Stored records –
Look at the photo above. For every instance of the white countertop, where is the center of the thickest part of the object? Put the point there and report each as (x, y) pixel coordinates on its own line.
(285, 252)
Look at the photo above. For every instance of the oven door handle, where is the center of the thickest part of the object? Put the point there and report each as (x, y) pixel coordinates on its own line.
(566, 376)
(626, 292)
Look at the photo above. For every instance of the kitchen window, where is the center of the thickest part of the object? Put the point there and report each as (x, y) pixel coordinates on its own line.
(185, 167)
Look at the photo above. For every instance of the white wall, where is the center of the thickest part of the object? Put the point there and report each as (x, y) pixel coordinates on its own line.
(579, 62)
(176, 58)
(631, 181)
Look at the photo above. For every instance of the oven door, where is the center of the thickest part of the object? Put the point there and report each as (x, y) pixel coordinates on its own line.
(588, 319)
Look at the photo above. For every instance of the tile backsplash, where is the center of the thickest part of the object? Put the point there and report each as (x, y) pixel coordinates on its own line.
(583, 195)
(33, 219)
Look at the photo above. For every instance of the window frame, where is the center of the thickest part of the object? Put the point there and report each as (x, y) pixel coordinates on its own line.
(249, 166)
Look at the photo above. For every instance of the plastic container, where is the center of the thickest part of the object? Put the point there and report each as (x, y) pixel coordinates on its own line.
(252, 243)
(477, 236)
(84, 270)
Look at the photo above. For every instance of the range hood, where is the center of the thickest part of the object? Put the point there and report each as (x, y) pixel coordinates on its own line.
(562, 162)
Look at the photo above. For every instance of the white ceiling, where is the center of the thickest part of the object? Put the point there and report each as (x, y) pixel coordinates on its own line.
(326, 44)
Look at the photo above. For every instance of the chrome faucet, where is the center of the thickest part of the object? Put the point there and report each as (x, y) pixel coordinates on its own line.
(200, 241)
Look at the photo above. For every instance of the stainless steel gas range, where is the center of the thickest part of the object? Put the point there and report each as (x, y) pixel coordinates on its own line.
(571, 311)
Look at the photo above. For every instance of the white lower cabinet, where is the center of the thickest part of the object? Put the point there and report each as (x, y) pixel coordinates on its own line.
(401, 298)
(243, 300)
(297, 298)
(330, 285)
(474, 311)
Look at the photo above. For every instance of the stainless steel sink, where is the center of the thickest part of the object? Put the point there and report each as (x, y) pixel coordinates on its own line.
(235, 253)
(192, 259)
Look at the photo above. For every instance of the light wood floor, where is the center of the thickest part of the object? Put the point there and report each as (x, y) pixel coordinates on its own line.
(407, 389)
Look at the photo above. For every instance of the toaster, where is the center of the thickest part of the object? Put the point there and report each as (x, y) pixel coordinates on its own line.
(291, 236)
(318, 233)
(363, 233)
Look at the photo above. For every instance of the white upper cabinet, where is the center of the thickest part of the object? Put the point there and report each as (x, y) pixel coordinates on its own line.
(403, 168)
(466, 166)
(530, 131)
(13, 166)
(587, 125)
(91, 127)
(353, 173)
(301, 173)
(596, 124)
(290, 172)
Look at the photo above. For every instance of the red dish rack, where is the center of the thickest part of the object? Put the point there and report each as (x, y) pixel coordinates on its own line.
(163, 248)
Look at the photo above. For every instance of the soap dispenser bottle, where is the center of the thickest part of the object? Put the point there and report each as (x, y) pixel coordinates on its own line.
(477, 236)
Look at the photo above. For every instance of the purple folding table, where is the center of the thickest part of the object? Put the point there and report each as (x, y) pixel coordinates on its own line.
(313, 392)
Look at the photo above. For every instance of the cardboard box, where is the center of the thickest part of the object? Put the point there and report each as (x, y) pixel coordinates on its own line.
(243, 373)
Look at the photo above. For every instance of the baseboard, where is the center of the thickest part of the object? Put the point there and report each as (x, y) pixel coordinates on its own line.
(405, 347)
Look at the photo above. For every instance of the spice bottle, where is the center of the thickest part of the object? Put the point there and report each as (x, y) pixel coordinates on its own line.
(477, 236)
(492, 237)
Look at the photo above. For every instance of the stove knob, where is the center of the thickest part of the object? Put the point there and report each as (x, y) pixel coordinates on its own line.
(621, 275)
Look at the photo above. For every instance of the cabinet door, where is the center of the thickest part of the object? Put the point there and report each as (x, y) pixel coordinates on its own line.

EXERCISE PROMPT – The data must be given again in full. Keep every line identical.

WRITTEN SOLUTION –
Look at the photo above. For every instance of the white countertop, where is the center of the thickest part of the object? Put the point there and report each as (x, y) pixel coordinates on its own line.
(285, 252)
Look at the photo above. For every instance of the oven door handle, where is the center of the thickest part of the object? Put the point there and report each as (x, y) pixel coordinates on its own line.
(566, 376)
(626, 292)
Look at the photo above. For every instance of the kitchen window, where is the center of the thickest part of the object? Put the point there and report each as (x, y) pixel coordinates on its own line.
(185, 167)
Look at the photo above. For every instance of the white wall, where is the center of the thickest part of the object? Put the point there and report each as (x, y) pixel coordinates on its own line.
(579, 62)
(176, 58)
(631, 181)
Look at the photo above. For every instance of the oven door, where is the center of the thickest part of the object? Put the point there and report each as (x, y) pixel coordinates on its own line.
(588, 319)
Look at the photo above. For every instance of the tile backsplash, where is the center of the thickest part of the object? Put the point there and report each as (x, y) pixel coordinates on its own line.
(583, 195)
(33, 219)
Look at the photo above. For every instance of the window frame, where is the center of the thickest part of the object? Put the point there and report each as (x, y) pixel coordinates on its own line.
(249, 166)
Look at the photo above. For every instance of the plastic container, where is the center of the thickest part of the object? Put the point there and report each as (x, y) pixel coordinates on its own line.
(252, 243)
(477, 236)
(84, 270)
Look at the photo above. For every instance of the range hood, where is the center of the thickest part of the object? Put the point there and report each as (x, y) pixel coordinates on its own line.
(562, 162)
Look at the photo above. For every instance of the white ceiling, where is the center of the thickest part of the object? Put the point there and report each as (x, y) pixel coordinates on its own line.
(326, 44)
Look at the photo above. For every instance of the chrome faucet, where is the center of the thickest part of the object? Put the point there and report each as (x, y) pixel coordinates on its own line.
(200, 241)
Look at the photo above. For every instance of the stainless steel gas range, where is the center of the thickest part of the object? Put the point there and report each as (x, y) pixel coordinates on its own line.
(571, 311)
Look at the photo above. For every instance of the white lower cabinet, where is the center of the thickest part of the object? Put the point there and report each as (x, y) pixel coordinates on its own line.
(401, 298)
(243, 300)
(297, 298)
(330, 285)
(474, 311)
Look at the photo above. For every instance of the stainless steel sink, where is the center of the thickest part of the object? Put the point there and report each as (x, y) pixel coordinates on its own line.
(235, 253)
(192, 259)
Look at the photo above. For every instance of the light wood floor, where is the center of the thickest part of the object? Put the point there and report each as (x, y) pixel coordinates on its own line.
(407, 389)
Look at the photo above. For every instance of the toaster, where is the center of the thickest part of the object? Put the point there and report each as (x, y) pixel coordinates on its own line.
(291, 236)
(318, 233)
(363, 233)
Look at the photo above. For every instance of the white upper cabinet, where is the center of the thickest part of the object? Put the point there and report each as (x, y) pixel coordinates on its own line.
(403, 168)
(466, 166)
(530, 131)
(13, 166)
(587, 125)
(91, 127)
(353, 173)
(301, 173)
(596, 124)
(290, 172)
Look at the photo above. For every instance of the red dish rack, where is the center of the thickest part of the object? Put the point there and report each as (x, y) pixel coordinates on its own line.
(163, 248)
Look at the photo above. For every instance of the soap dispenser bottle, where is the center of the thickest part of the object? Put the point there and report each as (x, y) pixel coordinates on its own line.
(477, 236)
Look at the photo above. For every instance of the purple folding table, where is the center of the thickest part of the object? Put the point there and report each as (x, y) pixel coordinates on its own line.
(313, 392)
Look at the photo above. For every instance of the cardboard box, where is the center of the thickest part of the object? Put the point there and report each as (x, y) pixel coordinates on its own line.
(243, 373)
Look at the photo above. For every instance of the baseboard, where is the center of the thickest part of the object? Put the point there and report each as (x, y) pixel coordinates on its own line.
(405, 347)
Look at the photo above. For every instance of the spice bottle, where is the center of the thickest part of the object? Put the point there and report each as (x, y) pixel coordinates on its own line.
(477, 236)
(492, 237)
Look at the photo above. For every instance of the stove knob, where is the center of the thickest part of the object? Put the point there and report each as (x, y) pixel coordinates on its own line.
(621, 275)
Look at the photo above. For every instance of the cabinet door, where is the center of the thickest part of the object? Put the point there and report each as (x, y) pixel coordinates on its own line.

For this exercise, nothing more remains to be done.